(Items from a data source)
=======

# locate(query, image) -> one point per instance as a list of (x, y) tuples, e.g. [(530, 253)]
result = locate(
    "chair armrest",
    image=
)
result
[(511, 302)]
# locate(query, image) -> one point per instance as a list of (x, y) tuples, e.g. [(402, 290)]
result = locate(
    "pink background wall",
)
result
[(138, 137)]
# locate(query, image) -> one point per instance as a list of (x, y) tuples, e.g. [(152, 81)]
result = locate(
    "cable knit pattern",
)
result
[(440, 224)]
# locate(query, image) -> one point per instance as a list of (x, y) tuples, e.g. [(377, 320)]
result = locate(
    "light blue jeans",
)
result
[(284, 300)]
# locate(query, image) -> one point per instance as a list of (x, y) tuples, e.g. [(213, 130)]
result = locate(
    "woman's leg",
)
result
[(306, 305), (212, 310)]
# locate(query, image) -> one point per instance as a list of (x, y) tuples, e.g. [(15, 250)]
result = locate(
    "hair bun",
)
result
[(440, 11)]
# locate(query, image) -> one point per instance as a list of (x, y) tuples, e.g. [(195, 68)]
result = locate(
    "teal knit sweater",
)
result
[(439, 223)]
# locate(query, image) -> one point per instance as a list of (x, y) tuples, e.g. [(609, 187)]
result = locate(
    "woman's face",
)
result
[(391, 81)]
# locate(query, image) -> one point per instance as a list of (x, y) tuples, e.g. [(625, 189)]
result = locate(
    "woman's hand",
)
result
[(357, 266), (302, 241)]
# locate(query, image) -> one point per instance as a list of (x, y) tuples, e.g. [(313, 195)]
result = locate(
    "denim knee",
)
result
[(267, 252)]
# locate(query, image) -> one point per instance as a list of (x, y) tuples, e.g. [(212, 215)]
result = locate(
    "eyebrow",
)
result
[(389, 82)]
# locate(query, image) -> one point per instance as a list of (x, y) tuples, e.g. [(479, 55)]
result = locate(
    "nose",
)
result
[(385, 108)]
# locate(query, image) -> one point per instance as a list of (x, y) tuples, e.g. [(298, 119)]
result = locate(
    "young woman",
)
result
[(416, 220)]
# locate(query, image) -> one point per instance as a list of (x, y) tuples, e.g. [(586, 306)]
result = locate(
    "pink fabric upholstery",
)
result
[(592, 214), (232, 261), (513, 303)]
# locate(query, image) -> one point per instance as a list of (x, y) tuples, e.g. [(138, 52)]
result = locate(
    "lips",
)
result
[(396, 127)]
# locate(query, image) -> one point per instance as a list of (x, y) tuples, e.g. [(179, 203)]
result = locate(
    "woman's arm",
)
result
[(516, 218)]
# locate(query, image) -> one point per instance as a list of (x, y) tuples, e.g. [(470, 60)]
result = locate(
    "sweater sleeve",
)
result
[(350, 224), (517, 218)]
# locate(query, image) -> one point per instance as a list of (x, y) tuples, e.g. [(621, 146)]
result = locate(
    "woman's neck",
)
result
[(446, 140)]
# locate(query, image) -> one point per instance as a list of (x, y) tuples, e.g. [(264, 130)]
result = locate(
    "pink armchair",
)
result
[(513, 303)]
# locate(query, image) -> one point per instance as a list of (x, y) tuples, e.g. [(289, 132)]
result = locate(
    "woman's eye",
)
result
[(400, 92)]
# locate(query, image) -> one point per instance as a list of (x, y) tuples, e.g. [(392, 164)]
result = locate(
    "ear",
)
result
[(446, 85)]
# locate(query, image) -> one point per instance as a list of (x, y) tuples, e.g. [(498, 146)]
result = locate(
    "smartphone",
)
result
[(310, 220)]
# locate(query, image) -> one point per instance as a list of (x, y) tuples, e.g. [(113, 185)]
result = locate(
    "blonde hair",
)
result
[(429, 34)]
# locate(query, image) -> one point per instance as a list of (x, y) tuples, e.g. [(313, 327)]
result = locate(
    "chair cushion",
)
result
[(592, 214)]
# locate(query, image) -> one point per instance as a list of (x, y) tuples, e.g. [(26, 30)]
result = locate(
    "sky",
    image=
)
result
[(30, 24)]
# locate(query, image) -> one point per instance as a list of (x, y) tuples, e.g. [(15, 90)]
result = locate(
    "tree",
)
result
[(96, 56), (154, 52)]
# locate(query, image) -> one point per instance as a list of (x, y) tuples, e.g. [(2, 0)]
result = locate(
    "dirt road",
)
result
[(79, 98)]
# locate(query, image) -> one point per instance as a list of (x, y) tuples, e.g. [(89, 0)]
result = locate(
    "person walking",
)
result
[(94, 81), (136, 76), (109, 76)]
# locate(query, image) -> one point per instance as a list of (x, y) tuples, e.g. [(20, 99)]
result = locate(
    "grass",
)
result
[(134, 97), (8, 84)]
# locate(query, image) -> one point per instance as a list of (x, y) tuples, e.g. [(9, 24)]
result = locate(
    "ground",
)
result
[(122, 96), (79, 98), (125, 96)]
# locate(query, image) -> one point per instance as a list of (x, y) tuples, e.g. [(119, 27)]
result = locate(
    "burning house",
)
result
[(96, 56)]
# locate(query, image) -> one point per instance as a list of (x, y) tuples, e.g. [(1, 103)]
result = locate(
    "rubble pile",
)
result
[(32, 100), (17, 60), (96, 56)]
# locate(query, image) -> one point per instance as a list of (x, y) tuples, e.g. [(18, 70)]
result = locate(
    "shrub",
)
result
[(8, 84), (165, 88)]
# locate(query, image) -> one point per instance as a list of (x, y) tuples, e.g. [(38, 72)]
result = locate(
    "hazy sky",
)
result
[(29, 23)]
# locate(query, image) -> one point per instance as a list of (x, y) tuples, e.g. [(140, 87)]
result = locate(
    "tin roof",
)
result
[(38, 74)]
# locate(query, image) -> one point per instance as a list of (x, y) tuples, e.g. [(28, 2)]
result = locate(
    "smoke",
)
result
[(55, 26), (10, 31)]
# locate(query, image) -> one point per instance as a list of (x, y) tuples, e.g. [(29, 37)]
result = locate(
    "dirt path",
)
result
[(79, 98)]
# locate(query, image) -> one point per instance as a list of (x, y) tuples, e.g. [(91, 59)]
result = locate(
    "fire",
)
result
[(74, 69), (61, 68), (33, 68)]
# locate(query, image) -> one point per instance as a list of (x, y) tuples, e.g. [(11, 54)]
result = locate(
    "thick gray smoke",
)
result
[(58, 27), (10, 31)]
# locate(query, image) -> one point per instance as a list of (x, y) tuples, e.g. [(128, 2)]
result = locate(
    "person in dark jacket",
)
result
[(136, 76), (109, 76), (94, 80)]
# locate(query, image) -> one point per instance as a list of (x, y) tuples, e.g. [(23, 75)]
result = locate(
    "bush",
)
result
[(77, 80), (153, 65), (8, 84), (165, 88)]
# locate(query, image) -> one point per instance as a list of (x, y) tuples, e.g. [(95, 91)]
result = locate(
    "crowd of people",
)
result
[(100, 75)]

=======

◆ TASK REQUIREMENTS:
Where a line in the records above contains the string "pink", return that line.

◆ RESULT OF THE EXERCISE:
    "pink background wall",
    "pink fabric upholstery",
    "pink armchair",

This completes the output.